**Point localization data:**
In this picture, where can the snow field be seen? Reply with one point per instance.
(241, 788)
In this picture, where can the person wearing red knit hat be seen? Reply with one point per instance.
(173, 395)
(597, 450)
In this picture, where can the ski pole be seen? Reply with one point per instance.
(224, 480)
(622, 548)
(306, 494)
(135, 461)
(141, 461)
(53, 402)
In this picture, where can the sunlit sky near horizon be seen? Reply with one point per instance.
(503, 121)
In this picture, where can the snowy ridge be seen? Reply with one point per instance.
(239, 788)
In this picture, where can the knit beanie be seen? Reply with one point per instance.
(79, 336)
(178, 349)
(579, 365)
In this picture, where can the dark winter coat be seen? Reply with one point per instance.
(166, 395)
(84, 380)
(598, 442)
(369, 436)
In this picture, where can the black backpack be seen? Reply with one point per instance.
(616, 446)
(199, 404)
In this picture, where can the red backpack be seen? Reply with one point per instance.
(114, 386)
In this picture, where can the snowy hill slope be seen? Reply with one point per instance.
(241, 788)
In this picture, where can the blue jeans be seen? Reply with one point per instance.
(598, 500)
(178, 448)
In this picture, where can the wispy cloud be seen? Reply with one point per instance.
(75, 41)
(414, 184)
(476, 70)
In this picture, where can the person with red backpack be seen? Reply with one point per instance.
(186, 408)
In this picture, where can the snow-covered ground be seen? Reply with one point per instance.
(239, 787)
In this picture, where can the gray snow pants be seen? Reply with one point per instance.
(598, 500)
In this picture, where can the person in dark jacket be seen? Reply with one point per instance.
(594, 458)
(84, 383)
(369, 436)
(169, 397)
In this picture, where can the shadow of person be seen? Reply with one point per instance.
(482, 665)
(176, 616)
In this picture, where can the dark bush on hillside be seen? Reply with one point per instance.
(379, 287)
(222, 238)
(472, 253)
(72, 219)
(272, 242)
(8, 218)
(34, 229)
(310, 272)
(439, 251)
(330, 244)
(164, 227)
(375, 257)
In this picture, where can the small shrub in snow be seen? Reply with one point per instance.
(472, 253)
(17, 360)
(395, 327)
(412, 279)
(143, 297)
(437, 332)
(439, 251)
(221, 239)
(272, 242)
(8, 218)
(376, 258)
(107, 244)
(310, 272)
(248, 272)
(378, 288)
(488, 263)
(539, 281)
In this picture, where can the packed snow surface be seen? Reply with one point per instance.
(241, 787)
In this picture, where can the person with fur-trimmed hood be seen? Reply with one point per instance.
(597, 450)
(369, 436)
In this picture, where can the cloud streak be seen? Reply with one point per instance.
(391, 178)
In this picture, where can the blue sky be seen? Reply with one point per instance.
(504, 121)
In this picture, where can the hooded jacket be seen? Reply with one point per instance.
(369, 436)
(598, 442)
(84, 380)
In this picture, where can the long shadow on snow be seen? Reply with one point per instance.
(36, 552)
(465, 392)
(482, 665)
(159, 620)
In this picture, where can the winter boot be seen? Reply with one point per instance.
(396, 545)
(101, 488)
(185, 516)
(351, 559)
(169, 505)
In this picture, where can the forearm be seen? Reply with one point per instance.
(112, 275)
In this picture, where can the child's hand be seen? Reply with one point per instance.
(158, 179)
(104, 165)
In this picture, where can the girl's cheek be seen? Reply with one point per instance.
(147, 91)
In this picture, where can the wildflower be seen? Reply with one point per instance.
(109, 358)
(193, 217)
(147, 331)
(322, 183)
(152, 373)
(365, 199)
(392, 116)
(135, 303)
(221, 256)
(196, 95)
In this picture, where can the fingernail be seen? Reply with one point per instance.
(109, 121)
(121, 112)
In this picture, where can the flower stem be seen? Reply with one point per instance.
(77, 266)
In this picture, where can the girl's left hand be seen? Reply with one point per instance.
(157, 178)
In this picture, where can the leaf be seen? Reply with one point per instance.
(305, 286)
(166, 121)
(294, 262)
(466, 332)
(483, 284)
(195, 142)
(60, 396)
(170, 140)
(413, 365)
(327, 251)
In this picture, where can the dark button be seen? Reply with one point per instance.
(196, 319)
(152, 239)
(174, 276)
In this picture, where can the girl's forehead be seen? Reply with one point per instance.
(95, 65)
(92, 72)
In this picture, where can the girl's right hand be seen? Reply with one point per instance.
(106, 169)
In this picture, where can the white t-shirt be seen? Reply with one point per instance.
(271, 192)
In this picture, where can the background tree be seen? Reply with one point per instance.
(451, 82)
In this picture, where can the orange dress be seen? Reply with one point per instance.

**PROBLEM REQUIREMENTS:**
Return all of the entries above exactly as they stand.

**SOLUTION FOR THIS PROBLEM:**
In this picture, where can the snow field be seen? Reply with one point per instance.
(241, 788)
In this picture, where can the person wearing red knit hat be seen? Reply with one point per instance.
(173, 395)
(597, 450)
In this picture, where can the ski pole be seen? Reply with one point per instance.
(224, 480)
(622, 548)
(306, 494)
(135, 461)
(141, 461)
(53, 402)
In this picture, where can the sunlit sky near horizon be seen? Reply with one point per instance.
(503, 121)
In this picture, where can the snowy ridge be seen? Reply with one point per instance.
(239, 788)
In this picture, where can the knit beanie be seen? Reply with one point per instance.
(79, 336)
(178, 349)
(579, 365)
In this picture, where can the dark winter coat be seen? Reply with one point per instance.
(166, 395)
(84, 380)
(598, 442)
(369, 436)
In this picture, where can the black backpack be seen? Reply with one point per instance.
(616, 446)
(199, 404)
In this picture, where can the red backpack be seen? Reply with one point per instance.
(114, 386)
In this picture, where can the snowy hill slope be seen? Reply with one point per instance.
(241, 788)
In this picture, where can the blue jeans be seen? Reply with one point per instance.
(598, 500)
(178, 448)
In this picture, where can the wispy cloud be seen? Reply with one point per instance.
(75, 41)
(414, 184)
(476, 70)
In this picture, where can the person with red backpack be seen? Reply with one point per instance.
(186, 408)
In this picture, where can the snow-covered ground be seen? Reply with one point per instance.
(239, 787)
In this picture, where can the gray snow pants be seen? Reply with one point per instance.
(598, 500)
In this picture, where can the person in dark jacket be seen? Reply with one point per instance.
(594, 458)
(84, 383)
(369, 436)
(169, 397)
In this picture, where can the shadow of person be seen? Reply with one point per instance.
(482, 665)
(176, 616)
In this picture, where can the dark bush on hillside be seen? Reply with one point per instance.
(379, 287)
(222, 238)
(472, 253)
(72, 219)
(272, 242)
(8, 218)
(34, 229)
(310, 272)
(439, 251)
(330, 244)
(164, 227)
(375, 257)
In this picture, where can the small shrub in snow be seen? Reply with one point per instance.
(472, 253)
(17, 360)
(395, 327)
(412, 279)
(143, 297)
(437, 332)
(439, 251)
(221, 239)
(272, 242)
(8, 218)
(376, 258)
(107, 244)
(310, 272)
(248, 272)
(378, 288)
(488, 263)
(539, 281)
In this picture, where can the packed snow surface be seen? Reply with one point per instance.
(241, 787)
In this picture, where can the person with fur-trimmed hood be seen? Reply with one point per instance.
(597, 450)
(369, 436)
In this picture, where can the cloud streak be seen? Reply with one point per instance.
(391, 178)
In this picture, where can the blue sky be seen? Reply with one point per instance.
(504, 121)
In this picture, where can the hooded jacket be seen? Reply with one point per instance.
(369, 436)
(598, 442)
(84, 380)
In this picture, where can the long shadow on snow be seen? Reply with one point per instance.
(36, 552)
(465, 392)
(482, 665)
(159, 620)
In this picture, where can the winter boot be seen? Reply with one point per instance.
(396, 545)
(101, 488)
(185, 516)
(351, 559)
(169, 505)
In this picture, where can the forearm be seen? Reply with one point per instance.
(112, 275)
In this picture, where can the child's hand be seen? Reply with one point per instance.
(158, 179)
(104, 165)
In this picture, where can the girl's cheek be seen? Reply with one point per instance.
(147, 91)
In this picture, where can the wildflower be seen? Reply with one point per instance.
(109, 358)
(193, 217)
(147, 331)
(322, 183)
(152, 373)
(365, 199)
(392, 116)
(135, 303)
(221, 256)
(196, 95)
In this picture, where can the fingernail be seen? Reply with one point per instance.
(109, 121)
(121, 112)
In this picture, where can the flower stem be seen? Reply with one point per instance.
(77, 266)
In this picture, where can the girl's left hand be seen? Reply with one point per instance.
(157, 178)
In this picture, where can the leaf be seen? Reply with one point per instance.
(305, 286)
(166, 121)
(294, 262)
(466, 332)
(483, 284)
(195, 142)
(60, 396)
(170, 140)
(413, 365)
(327, 251)
In this picture, where can the dark button be seen? Reply with one point per instance.
(196, 319)
(152, 239)
(174, 276)
In this picture, where can the girl's forehead be seen? Reply with one point per instance.
(95, 65)
(92, 72)
In this picture, where can the girl's right hand be seen? Reply with one point per instance.
(106, 169)
In this picture, where can the white t-shirt be seen? Reply with one point per instance.
(271, 192)
In this picture, where can the background tree be seen? Reply with one point per instance.
(451, 82)
In this picture, where can the orange dress be seen? Reply with one point per instance.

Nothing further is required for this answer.